Levels of disaster recovery are variable for SaaS, depending on the provider’s degree of maturity
Three major trends are emerging:
- Providers who offer an inclusive disaster recovery plan. As part of their standard offering, the provider offers recovery at a remote data center, usually augmented with outsourced backup. However, they rarely offer commitments on recovery times.
Examples are the big SaaS players (such as: Office 365, SalesForce, and SAP), as well as some intermediate players (such as Evernote, and Xero);
- Suppliers who offer outsourced backup only. In their case, there is no clearly established disaster recovery plan, as such. The customer then has to question the ability of the provider to restore backup files in the event of a disaster at the main site.
Examples are intermediate suppliers (such as Zervant and Sellsy);
- Suppliers who don’t mention the issue or do not have anything in place. The subject of backup doesn’t even get raised, so it’s better to assume that nothing is being done.
Small players are usually in this situation.
Getting contracts right is key
In the vast majority of cases, SaaS providers have no provisions in their contracts on how they will manage disaster recovery, even though they might stress their ability to handle that risk. In fact, contracts usually include default Act of God clauses stipulating that the supplier is not liable for a breach of contractual obligations if this is caused by an event beyond their reasonable control. The legal risks must therefore be addressed when framing the agreement, and these types of clauses should be removed to ensure an appropriate level of cover.
Just as they do when framing conventional contracts, customers must ensure that clear service level agreements are in place, in particular for disaster recovery. These need to cover:
- Recovery times (Recovery Time Objective – RTO) and data loss (Recovery Point – RPO) in the event of a disaster;
- The provider’s disaster recovery plan, including crisis management procedures, as well as the obligation to carry out conclusive tests every year with real-world scenarios, as part of the plan, with the customer having the option to review the test report;
- Financial penalties and the right to terminate the contract (in particular, with a provision to recover usable data) if commitments are breached.
IAAS/PAAS disaster recovery: THE CUSTOMER’S RESPONSIBILITY TO PUT IN PLACE
Infrastructure as a Service (IaaS) is a standardized, automated offering of computing, storage, and network resources owned and hosted by a provider, and made available to the customer on demand. A Platform as a Service (PaaS) offering is similar to an IaaS offer, but it is different in that it only applies to software development stack (database, EDI, business process management…) according to Gartner’s definition. Unlike SaaS, disaster recovery remains the customer’s responsibility in both cases: IaaS/PaaS providers make services available in various data centers, and the customer is responsible for their use and configuration. Two solutions are available to customers using these services: to entrust things to a provider, or manage it themselves.
The market for cloud disaster recovery is not a mature one
Cloud disaster recovery providers are referred to by the acronym DRaaS: Disaster Recovery as a Service. Initially, DRaaS providers offered cloud-based IS disaster recovery of an “on premise” datacenter. But, today, they also offer to provide recovery for infrastructure already in the cloud, such as AWS or Azure. Levels of maturity remain very variable, depending on the provider and which cloud is used. Some DRaaS providers require that their own cloud is used for recovery, which means they cannot offer a PaaS recovery service.

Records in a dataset

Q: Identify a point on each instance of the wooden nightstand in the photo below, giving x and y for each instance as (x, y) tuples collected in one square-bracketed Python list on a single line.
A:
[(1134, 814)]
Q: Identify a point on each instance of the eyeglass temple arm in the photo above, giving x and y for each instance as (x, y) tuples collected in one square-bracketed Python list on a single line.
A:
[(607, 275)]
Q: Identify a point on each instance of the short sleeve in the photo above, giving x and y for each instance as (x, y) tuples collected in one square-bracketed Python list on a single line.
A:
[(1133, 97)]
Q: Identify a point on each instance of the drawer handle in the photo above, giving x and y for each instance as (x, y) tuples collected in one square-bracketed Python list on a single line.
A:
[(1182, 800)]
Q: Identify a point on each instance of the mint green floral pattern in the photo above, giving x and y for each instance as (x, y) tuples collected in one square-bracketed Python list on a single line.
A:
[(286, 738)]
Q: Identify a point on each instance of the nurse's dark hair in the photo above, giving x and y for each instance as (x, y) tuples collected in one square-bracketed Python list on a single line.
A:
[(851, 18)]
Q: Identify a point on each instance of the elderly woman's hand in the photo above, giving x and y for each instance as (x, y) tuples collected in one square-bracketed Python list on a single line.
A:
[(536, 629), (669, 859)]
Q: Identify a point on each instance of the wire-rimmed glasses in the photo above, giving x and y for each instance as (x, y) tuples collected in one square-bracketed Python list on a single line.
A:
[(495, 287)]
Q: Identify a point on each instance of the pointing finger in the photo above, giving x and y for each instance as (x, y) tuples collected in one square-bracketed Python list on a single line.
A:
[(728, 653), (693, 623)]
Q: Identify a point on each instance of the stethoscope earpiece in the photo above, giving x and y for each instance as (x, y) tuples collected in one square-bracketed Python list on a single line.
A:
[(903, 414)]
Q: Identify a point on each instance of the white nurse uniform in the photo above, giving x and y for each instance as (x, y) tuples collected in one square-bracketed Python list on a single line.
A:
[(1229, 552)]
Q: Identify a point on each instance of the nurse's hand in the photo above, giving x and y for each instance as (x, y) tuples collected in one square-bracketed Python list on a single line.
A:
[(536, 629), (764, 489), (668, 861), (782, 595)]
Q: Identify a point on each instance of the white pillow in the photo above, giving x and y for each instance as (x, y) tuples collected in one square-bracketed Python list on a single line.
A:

▶ _Aim of the task_
According to the text on cloud disaster recovery, why can some DRaaS providers not offer a PaaS recovery service? Answer in one to three sentences.

▶ _Problem solution_
Some DRaaS providers require that their own cloud be used for recovery. That requirement is what keeps them from offering a PaaS recovery service.